■ **THE EXERCISE**: Copy out each of the lines below character for character, omitting the pictures.
********
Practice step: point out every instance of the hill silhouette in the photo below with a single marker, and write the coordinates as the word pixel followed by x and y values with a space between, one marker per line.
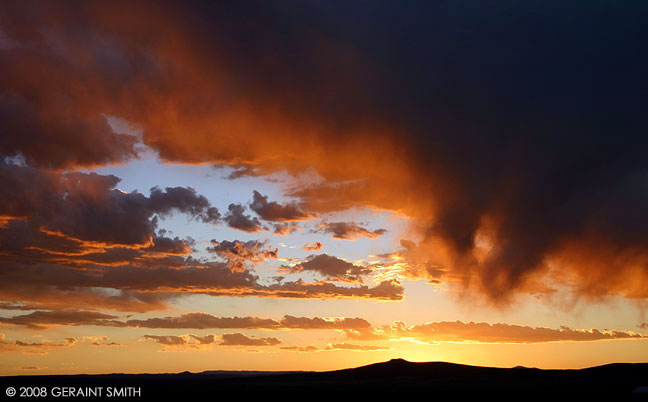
pixel 397 376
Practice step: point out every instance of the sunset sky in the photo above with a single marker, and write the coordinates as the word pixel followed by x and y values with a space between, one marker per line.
pixel 314 185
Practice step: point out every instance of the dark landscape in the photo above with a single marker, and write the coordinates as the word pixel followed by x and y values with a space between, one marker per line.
pixel 619 381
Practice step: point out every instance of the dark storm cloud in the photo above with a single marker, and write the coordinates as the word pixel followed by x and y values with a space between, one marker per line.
pixel 237 219
pixel 349 230
pixel 514 132
pixel 273 211
pixel 89 207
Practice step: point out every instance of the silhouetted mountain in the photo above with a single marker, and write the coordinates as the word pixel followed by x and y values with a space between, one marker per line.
pixel 398 376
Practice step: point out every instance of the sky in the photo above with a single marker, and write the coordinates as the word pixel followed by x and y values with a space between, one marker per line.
pixel 307 185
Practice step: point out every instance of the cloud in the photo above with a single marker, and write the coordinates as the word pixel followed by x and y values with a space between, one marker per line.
pixel 237 252
pixel 237 219
pixel 169 340
pixel 273 211
pixel 205 321
pixel 239 339
pixel 458 331
pixel 350 346
pixel 517 178
pixel 335 346
pixel 349 230
pixel 302 349
pixel 133 288
pixel 88 210
pixel 323 323
pixel 330 267
pixel 41 346
pixel 315 247
pixel 41 319
pixel 283 229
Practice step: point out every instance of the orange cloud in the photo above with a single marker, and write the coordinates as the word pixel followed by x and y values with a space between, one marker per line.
pixel 458 331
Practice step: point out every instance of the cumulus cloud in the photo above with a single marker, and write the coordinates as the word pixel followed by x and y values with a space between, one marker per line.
pixel 273 211
pixel 133 288
pixel 349 230
pixel 316 246
pixel 517 177
pixel 329 267
pixel 284 229
pixel 41 346
pixel 237 219
pixel 237 252
pixel 335 346
pixel 195 341
pixel 458 331
pixel 238 339
pixel 41 319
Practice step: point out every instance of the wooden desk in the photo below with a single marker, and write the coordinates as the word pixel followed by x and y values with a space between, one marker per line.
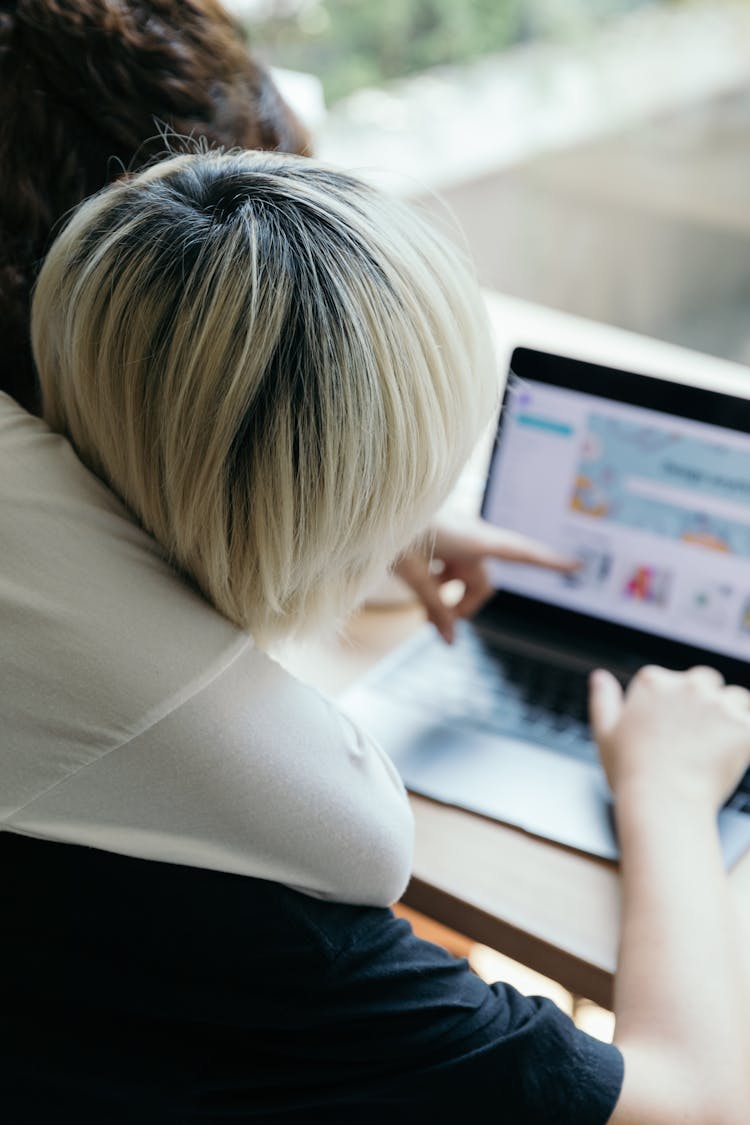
pixel 550 908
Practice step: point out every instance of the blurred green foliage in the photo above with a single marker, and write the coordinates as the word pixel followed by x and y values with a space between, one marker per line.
pixel 350 44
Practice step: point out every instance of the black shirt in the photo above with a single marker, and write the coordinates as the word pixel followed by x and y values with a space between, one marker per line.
pixel 143 992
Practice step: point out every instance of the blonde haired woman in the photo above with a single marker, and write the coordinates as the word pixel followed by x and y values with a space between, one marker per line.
pixel 279 372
********
■ **RESPONSE**:
Practice step: point out every instance of the hill silhouette in the photo below with a single marker, and write the coordinates as the word pixel followed by x and y values with a space between, one marker per line.
pixel 397 376
Practice step: point out every instance of the sunset sky in the photo above with a single marker, and write the coordinates as the word pixel followed by x and y values with a space between, one marker per line.
pixel 314 185
Practice step: point out every instance of the dark landscape in the photo above with a single marker, and write the coordinates as the word pixel followed by x and y values with a space between, one marker per line.
pixel 619 381
Practice step: point out every instance of the dark storm cloud in the photo above with a single marker, and write the coordinates as the word pixel followed by x and y values with a space between, one marker per line.
pixel 237 219
pixel 349 230
pixel 514 132
pixel 273 211
pixel 89 207
Practice step: point out every instance of the silhouetted mountain in the photo above with a single marker, and write the coordinates as the word pixel followed by x and y values with a space between, one marker per line.
pixel 398 376
Practice step: point out every instance of the sky in the photo above with a single marker, and write the coordinates as the word pixel followed by x and y values with a space between, one marker per line.
pixel 307 185
Practice step: point out every instance of the cloud in the photo above with a single marker, and write the coordinates as the word pixel followed by x and y values with a space between, one marker per line.
pixel 237 252
pixel 237 219
pixel 169 340
pixel 273 211
pixel 205 321
pixel 239 339
pixel 458 331
pixel 350 346
pixel 517 178
pixel 335 346
pixel 349 230
pixel 302 349
pixel 133 288
pixel 88 210
pixel 323 323
pixel 330 267
pixel 41 346
pixel 315 247
pixel 41 319
pixel 283 229
Practice step: point out every instance of the orange cloud in the photo above with a single marker, and write the coordinates as the word pixel followed by x and y values with a space between, one marker per line.
pixel 458 331
Practice step: point out every instance of the cumulus cloud in the photo above with a single marker, and write the coordinates as the word pixel followed by x and y values with a space between, one marker per line.
pixel 273 211
pixel 133 288
pixel 349 230
pixel 316 246
pixel 517 177
pixel 329 267
pixel 284 229
pixel 41 346
pixel 237 219
pixel 237 252
pixel 335 346
pixel 195 341
pixel 458 331
pixel 238 339
pixel 41 319
Practice step: point out every instance of the wooden desk in the photo below with a single marker, and write the coordinates as the word pixel followed by x and y values with a space between, one marker per line.
pixel 550 908
Practice step: point out every instance of the blurred green foliage in the photo above with a single marker, and write the coordinates as the word pixel followed by x and y values with a space between, one marker per line.
pixel 350 44
Practice step: point out every instance of the black shirt in the photo above with a single marker, and write the coordinates as the word pixel followed by x and y values with a space between, one marker per line.
pixel 143 992
Practice step: point out every instance of the blonde haired woman in the photo above with a single marker, and write the coordinates as the word pixel followed by x and y values with a space between, one marker per line.
pixel 279 372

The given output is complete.